**Parts of the exercise**
- 1) From the Arizona State Museum text, return the passage that begins at the words "The Arizona State" and stops after the words "100,000 rare books.".
- 2) In the Arizona State Museum text, how many different cultures does the ethnology collection contain artifacts from?

The Arizona State Museum at the University of Arizona in Tucson is the southwest’s oldest and largest anthropology museum. The collection entails over three million objects including over 300,000 catalogued artifacts, ethnographic artifacts, over one half million photographs and negatives, as well as almost 100,000 rare books.

The archeological collection is organized into four areas of study. These four areas include catalogued artifacts, a bulk material research collection, specimens from site surveys, and a library of southwestern pottery fragments, or sherds. The catalogued objects are most often used for exhibits and as reference materials for research and teaching. The sherd library is used for research and reference, and contains samples of pottery and cultures from thousands of sites across Arizona. The Bioarcheology collection includes human skeletal remains from archeological sites throughout Arizona. The Bioarcheology Laboratory provides research and teaching resources to the University of Arizona. Ethnology is the study of people’s characteristics and the relationship between groups of people. The ethnology collection contains artifacts from over 400 different cultures throughout the southwestern United States and dates from the 1880’s through the 1980’s. Highlights include a Navajo collection with one of the world’s largest woven Navajo rugs. Pottery, baskets and textiles from Mexico, over 400 Mexican folk costumes and masks, and the largest collection of materials from the indigenous Seri people of Mexico are also included. The photography collection includes documentations of historic and prehistoric artifacts and archeological fieldwork. Historic photographs of the Piman Native Americans and the Western Apache, photographs of mission architecture from Mexico, and aesthetic photographs of Arizona landscapes are included in the collection. Noted photographers include the missionary and teacher Daniel Boone Linderman who worked in the early 1900’s on the Pima and Maricopa reservations, as well as the anthropologist Grenville Goodwin who studied culture among the Western Apache.

**Supplied data**
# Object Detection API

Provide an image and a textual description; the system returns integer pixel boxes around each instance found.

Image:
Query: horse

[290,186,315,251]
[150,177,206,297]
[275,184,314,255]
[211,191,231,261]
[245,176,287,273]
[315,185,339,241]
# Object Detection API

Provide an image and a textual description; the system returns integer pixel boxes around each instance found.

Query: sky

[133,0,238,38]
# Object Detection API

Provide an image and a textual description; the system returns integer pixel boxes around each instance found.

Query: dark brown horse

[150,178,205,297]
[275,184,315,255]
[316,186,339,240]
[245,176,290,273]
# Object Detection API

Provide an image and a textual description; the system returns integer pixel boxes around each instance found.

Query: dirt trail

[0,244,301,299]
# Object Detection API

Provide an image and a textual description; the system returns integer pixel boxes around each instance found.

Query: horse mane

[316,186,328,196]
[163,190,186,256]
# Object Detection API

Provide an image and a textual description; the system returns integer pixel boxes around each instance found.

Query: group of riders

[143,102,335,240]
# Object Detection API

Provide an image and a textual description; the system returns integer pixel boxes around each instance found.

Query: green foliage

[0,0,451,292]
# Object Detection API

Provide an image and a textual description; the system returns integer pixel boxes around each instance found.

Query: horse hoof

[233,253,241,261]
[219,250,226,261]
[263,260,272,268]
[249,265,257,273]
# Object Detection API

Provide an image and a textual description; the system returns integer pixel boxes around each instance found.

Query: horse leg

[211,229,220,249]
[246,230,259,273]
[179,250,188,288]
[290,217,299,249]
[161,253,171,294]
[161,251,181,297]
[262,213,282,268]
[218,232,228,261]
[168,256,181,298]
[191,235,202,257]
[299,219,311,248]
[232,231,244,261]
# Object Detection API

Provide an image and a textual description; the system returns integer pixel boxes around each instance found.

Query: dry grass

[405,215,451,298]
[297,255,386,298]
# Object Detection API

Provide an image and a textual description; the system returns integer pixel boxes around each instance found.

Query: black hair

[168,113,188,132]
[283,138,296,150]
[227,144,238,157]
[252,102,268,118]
...
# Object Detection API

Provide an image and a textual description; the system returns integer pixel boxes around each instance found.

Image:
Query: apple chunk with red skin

**Answers to each task**
- 1)
The Arizona State Museum at the University of Arizona in Tucson is the southwest’s oldest and largest anthropology museum. The collection entails over three million objects including over 300,000 catalogued artifacts, ethnographic artifacts, over one half million photographs and negatives, as well as almost 100,000 rare books.

- 2) Over 400 different cultures